--- Stored data ---

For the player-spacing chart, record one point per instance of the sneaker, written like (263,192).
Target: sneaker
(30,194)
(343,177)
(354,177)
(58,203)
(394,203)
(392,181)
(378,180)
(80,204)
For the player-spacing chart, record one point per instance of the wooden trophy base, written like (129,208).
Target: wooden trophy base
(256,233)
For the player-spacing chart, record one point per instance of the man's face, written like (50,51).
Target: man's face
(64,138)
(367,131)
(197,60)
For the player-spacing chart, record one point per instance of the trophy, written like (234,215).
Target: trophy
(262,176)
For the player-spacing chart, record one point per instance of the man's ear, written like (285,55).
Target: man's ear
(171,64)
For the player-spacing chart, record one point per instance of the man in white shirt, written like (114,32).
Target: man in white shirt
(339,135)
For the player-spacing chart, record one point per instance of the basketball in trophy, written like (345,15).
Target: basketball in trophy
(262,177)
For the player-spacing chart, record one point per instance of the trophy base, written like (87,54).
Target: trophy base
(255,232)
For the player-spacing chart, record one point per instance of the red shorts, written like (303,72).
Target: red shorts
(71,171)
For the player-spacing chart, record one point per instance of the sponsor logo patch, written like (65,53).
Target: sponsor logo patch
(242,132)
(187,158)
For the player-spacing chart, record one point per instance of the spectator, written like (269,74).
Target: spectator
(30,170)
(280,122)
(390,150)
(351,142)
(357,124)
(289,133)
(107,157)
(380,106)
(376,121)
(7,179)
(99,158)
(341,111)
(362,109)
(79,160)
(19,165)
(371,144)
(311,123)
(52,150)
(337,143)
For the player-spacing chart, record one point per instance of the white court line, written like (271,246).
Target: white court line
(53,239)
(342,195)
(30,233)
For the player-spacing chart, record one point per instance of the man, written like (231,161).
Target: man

---

Exercise instructions: Write down exactly the line with "Target: man's ear", then each line after it through the end of the data.

Output of the task:
Target: man's ear
(171,64)
For the player-spacing chart, record one point per instance of the man in white shirt, written like (114,32).
Target: man in white shirt
(339,135)
For the player-spacing chart, record one point per instance of the basketball in trophy, written like (345,15).
Target: basketball in trophy
(262,177)
For the player-spacing chart, record one point per instance of the trophy base, written like (87,54).
Target: trophy base
(255,232)
For the player-spacing chart, record one point per instance of the red shorts, written like (303,72).
Target: red shorts
(71,171)
For the player-spacing chart, record one point per instance of the sponsor logo patch, written like (65,53).
Target: sponsor logo patch
(242,132)
(187,158)
For the player-spacing chart, record one point per instance of the spectator, written like (269,74).
Target: spectator
(30,170)
(280,122)
(390,150)
(351,142)
(357,124)
(289,133)
(107,157)
(380,106)
(376,121)
(7,179)
(99,158)
(341,111)
(362,109)
(79,160)
(19,165)
(371,144)
(311,123)
(52,150)
(337,143)
For the player-spacing chart, record one point per instance of the white court line, written like (271,246).
Target: white court line
(53,239)
(342,195)
(30,233)
For the player-spacing chart, record one point per instance of the man, written like (231,161).
Target: man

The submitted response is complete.